● TASK REQUIREMENTS
Copy out the part of the records that opens with the line containing "Tag the animal's snout" and closes with the last line of the records, both ends included.

● RECORDS SHOWN

-------

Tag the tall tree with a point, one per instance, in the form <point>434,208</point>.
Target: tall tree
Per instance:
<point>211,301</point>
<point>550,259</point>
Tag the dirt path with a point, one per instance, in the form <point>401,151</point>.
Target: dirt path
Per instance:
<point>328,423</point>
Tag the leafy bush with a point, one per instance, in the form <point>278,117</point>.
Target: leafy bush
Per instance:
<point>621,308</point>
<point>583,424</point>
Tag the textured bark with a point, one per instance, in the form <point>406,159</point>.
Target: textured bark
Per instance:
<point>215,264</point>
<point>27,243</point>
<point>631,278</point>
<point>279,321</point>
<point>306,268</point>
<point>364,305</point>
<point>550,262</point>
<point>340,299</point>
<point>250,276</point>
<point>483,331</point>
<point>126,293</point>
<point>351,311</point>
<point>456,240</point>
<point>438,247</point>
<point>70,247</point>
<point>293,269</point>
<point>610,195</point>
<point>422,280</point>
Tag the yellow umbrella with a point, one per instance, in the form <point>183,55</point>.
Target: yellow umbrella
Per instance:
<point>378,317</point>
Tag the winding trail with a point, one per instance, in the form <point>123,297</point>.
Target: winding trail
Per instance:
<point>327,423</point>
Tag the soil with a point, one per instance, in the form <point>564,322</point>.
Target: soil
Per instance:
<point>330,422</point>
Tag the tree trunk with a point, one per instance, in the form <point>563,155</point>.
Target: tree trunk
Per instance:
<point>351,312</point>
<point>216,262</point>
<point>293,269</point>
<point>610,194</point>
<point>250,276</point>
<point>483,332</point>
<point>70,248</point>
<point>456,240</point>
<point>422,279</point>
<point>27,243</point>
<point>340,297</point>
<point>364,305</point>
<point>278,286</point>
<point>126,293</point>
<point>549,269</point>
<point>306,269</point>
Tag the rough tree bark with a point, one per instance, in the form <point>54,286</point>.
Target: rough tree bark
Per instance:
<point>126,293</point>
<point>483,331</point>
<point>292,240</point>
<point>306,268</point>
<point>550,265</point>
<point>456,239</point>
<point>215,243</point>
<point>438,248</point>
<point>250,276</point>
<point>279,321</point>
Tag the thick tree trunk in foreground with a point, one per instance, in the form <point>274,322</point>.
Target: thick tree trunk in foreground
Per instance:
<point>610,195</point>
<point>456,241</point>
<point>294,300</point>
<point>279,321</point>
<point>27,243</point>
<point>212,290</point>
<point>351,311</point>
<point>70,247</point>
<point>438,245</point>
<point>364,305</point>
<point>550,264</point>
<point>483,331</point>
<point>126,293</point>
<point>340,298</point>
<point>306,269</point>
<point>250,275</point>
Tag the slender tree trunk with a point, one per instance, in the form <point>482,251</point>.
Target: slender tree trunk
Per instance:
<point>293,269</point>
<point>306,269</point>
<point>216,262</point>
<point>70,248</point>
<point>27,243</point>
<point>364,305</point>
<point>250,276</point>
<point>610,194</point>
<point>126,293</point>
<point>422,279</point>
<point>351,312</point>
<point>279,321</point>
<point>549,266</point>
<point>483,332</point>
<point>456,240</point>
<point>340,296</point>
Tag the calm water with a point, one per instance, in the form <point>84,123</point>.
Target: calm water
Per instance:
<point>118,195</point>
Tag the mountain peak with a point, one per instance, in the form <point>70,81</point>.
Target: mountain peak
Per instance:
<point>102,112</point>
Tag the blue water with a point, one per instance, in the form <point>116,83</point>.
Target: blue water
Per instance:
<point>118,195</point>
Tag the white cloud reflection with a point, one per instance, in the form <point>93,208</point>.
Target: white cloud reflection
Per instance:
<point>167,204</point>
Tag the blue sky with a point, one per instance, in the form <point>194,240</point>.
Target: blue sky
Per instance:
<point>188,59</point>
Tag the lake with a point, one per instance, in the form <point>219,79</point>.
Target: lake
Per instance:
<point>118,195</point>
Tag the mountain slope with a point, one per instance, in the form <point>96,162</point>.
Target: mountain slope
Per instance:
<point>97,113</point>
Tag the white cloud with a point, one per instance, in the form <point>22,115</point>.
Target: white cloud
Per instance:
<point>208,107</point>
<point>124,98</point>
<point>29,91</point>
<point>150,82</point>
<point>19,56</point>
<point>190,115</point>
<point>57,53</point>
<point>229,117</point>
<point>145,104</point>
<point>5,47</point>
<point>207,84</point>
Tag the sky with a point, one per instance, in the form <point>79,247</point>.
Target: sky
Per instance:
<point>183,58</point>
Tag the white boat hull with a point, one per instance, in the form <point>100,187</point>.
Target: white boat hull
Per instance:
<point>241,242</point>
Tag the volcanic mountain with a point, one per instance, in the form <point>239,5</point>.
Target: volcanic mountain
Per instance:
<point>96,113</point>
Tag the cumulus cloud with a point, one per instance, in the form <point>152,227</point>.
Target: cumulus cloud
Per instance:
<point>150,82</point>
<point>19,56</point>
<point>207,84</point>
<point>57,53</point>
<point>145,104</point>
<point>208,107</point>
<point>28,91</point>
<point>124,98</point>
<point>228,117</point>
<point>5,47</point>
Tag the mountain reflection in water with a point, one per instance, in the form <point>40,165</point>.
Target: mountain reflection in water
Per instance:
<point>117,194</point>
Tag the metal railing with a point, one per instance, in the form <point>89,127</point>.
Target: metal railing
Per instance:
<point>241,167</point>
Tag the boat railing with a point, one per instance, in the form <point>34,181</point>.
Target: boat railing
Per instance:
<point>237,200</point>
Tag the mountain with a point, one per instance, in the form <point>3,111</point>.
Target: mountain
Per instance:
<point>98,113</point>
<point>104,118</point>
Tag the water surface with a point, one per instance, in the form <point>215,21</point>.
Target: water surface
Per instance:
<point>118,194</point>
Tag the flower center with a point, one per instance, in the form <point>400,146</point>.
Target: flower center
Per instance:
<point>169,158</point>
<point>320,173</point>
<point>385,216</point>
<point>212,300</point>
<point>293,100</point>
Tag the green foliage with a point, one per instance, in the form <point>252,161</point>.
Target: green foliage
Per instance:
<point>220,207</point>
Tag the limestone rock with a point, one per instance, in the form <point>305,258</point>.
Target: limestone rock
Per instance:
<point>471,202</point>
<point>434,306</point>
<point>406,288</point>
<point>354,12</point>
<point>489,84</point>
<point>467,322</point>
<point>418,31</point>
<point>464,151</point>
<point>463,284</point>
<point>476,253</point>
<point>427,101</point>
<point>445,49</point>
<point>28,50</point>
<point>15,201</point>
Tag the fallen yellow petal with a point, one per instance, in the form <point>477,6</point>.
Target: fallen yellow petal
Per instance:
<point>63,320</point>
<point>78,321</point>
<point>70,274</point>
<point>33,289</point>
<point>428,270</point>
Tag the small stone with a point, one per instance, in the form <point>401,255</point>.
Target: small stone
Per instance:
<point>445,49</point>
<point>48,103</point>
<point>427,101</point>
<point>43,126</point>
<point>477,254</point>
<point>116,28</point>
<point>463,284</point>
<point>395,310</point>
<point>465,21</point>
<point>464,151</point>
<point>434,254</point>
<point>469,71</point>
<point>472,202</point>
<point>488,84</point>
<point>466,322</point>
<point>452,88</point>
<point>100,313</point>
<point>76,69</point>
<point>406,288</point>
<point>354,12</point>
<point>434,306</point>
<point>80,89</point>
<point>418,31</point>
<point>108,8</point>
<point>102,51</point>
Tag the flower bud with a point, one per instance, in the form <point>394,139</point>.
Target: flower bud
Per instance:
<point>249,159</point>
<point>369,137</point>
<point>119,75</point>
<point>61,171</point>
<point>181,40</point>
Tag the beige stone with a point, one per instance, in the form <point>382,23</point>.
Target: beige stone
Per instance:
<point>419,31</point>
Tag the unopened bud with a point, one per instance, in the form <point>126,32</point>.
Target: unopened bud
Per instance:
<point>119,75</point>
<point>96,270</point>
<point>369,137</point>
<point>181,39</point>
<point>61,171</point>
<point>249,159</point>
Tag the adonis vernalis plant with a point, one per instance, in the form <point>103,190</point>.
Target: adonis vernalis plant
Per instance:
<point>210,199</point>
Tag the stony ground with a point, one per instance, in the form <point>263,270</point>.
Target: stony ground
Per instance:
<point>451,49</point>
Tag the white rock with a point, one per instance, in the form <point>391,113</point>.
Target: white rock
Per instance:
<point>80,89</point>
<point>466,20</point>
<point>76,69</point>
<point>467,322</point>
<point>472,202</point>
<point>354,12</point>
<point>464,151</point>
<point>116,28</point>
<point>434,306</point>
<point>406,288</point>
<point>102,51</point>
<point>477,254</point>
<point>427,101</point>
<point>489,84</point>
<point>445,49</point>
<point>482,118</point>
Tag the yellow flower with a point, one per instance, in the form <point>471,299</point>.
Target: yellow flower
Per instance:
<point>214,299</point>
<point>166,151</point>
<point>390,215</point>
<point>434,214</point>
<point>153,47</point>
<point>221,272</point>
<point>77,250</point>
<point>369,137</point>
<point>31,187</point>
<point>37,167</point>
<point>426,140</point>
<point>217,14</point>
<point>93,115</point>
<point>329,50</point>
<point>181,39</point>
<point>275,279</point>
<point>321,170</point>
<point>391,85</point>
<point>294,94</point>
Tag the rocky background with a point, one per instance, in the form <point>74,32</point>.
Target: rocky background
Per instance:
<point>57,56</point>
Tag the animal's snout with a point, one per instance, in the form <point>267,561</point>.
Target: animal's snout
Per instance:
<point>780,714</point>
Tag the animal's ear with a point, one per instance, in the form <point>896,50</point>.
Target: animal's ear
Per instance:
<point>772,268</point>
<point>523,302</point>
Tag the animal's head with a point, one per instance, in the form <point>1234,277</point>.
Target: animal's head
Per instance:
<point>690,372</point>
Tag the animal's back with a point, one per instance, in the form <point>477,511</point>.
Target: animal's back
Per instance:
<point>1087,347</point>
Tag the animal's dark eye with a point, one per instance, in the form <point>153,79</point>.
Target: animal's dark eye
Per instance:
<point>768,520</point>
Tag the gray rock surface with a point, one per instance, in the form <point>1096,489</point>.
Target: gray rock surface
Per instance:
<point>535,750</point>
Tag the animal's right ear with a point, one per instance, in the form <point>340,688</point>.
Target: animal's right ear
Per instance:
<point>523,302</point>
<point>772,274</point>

-------

● SOLUTION
Tag the animal's snout with a point, one per instance, in the form <point>267,561</point>.
Target: animal's snout
Per instance:
<point>780,714</point>
Tag the animal's ear with a point, one per instance, in the form <point>896,50</point>.
Target: animal's ear
Per instance:
<point>772,268</point>
<point>523,302</point>
Tag the animal's head with a point, one per instance, in the form <point>1234,277</point>.
Target: animal's head
Per instance:
<point>690,372</point>
Tag the animal's back with a point, one per instance, in the form <point>477,511</point>.
Target: animal's back
Per instance:
<point>1087,347</point>
Tag the animal's dark eye with a point, one per instance, in the form <point>153,79</point>.
Target: animal's dark eye
Per instance:
<point>768,520</point>
Tag the gray rock surface with a point, one per instance, in the form <point>1096,489</point>.
Target: gray rock surface
Per instance:
<point>535,750</point>
Tag the animal's right ear with a point, one per instance, in the form <point>340,688</point>.
Target: animal's right ear
Per instance:
<point>523,302</point>
<point>772,274</point>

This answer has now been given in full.